▸ **Tarefas a realizar**
1. Reescreva de forma mais concisa o parágrafo do texto que começa por «Em Visitas ao Poder», conservando os seus factos principais.
2. Segundo o texto, por que razão teve o alfaiate de José Cutileiro de ir a Braga?
3. Prossiga o texto sobre a mentira e a legitimidade do poder em Portugal a partir do ponto em que termina.

Este é um Estado que teve seis anos José
Sócrates à frente do governo, carregado de suspeitas de corrupção, mentira e
conspiração contra o Estado de direito – e nada fez para esclarecer as dúvidas.
José Cutileiro, autor de um dos melhores livros
sobre Portugal, Ricos e Pobres
no Alentejo, contou ao Observador
uma
daquelas histórias que resumem um país. A certa altura, o seu alfaiate teve
de ir a Braga, como testemunha num julgamento. E eis como, de regresso,
sintetizou a sua prestação: “Bom, o juiz queria que dissesse a verdade, mas
eu…”
O perjúrio nos tribunais é um clássico nacional.
Em Visitas ao Poder,
Maria Filomena Mónica registou a impressão que lhe fez assistir em Lisboa, na
década de 1990, a audiências sucessivas em que a mentira era obviamente uma
rotina a que todas as testemunhas se entregavam, e que os juízes acolhiam com
indiferença.
José Cutileiro comenta: “isto é impensável a
norte de Poitiers! (Em) todos os países que tiveram a Reforma, que foram
luteranos ou calvinistas, uma pessoa não se pode gabar de perjurar num
tribunal”. A explicação das imperfeições nacionais pelo catolicismo é um lugar
comum republicano. Mas com todo o respeito, parece-me que Cutileiro andou mais
perto da razão noutro ponto da entrevista: “há uma linha qualquer, que passa
provavelmente um pouco a norte de Bruxelas. Acima deste paralelo, as pessoas
normalmente acreditam no que lhes dizem e o poder que haja é considerado
legítimo. Abaixo dessa linha, as pessoas em princípio não acreditam no que as
outras dizem e o poder em princípio não é talvez tão legítimo como isso”. Esta
é a questão: porque é que em Portugal o poder não é legítimo, e porque é que as
pessoas não acreditam?

▸ **Material**
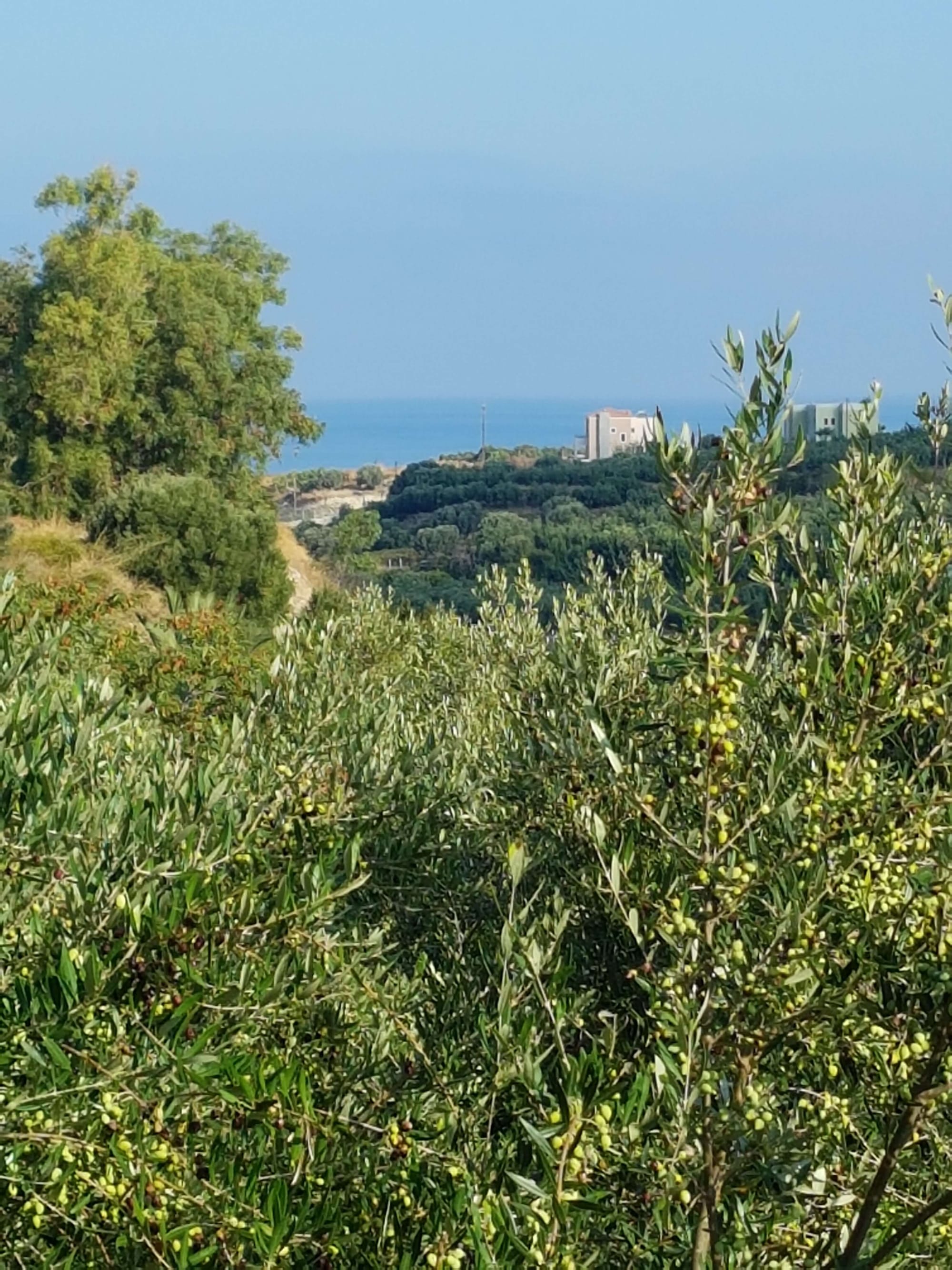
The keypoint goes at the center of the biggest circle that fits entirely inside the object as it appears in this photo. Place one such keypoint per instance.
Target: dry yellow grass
(307, 574)
(58, 553)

▸ **Respostas às tarefas**
1. Em Visitas ao Poder, Maria Filomena Mónica relatou ter assistido em Lisboa, na década de 1990, a audiências sucessivas em que todas as testemunhas mentiam por rotina, perante a indiferença dos juízes.

2. Teve de ir a Braga como testemunha num julgamento.

3.
O problema não foi o catolicismo. Foram antes
aqueles que, julgando que era esse o problema, começaram, no século XIX, por
fazer tábua rasa de todas as instituições e tradições, deixando para trás uma
população rural e analfabeta que se habituou a olhá-los com desconfiança. Sob
vários regimes, desde então, Portugal teve formas de Estado identificadas com
pequenas cliques políticas sem legitimidade reconhecida e sustentadas apenas
pela força ou pela manipulação. As leis e as instituições mudaram
frequentemente, com apenas uma constante: as excepções para os amigos. A esse
respeito, vale a pena lembrar outra história, a da visita de António Nobre ao
consulado de Portugal em Paris, na década de 1890, salvo erro para validar um
passaporte (cito de memória). A certa altura, o próprio cônsul se revolta com
os emolumentos, e comenta: “este Estado é um ladrão”. E trata de arranjar
maneira de Nobre pagar menos. O cônsul era Eça de Queirós. Ajudou António Nobre
porque era um confrade das letras. Como se dizia sob a República, “para os
amigos, tudo; para os outros, a lei”. Porque não haviam “os outros” de mentir
ao Estado, de tentar escapar aos impostos, ou de fugir à “lei”, quando sabiam
que esta só valia para quem não tinha “padrinhos”?
A ilegitimidade do Estado foi agravada por
outras tendências. Por exemplo, o modo como a defesa do poder teve sempre
prioridade sobre o seu escrutínio e responsabilização. Ou ainda, a maneira como
os vários regimes, para se fazerem populares, não hesitaram em suscitar
expectativas inviáveis, sujeitando depois o país a choques sucessivos:
bancarrotas como as de 1891 ou 2011, inflações demolidoras como as dos anos 20
ou dos anos 70 e 80. Demasiadas promessas e esperanças acabaram em cortes e
impostos. Como é possível “acreditar no que nos dizem”? Acima da linha de
Bruxelas, está também, por exemplo, a Europa com as menores taxas de inflação
dos últimos 50 anos (veja-se o livro de Vítor Bento, Euro Forte, Euro Fraco).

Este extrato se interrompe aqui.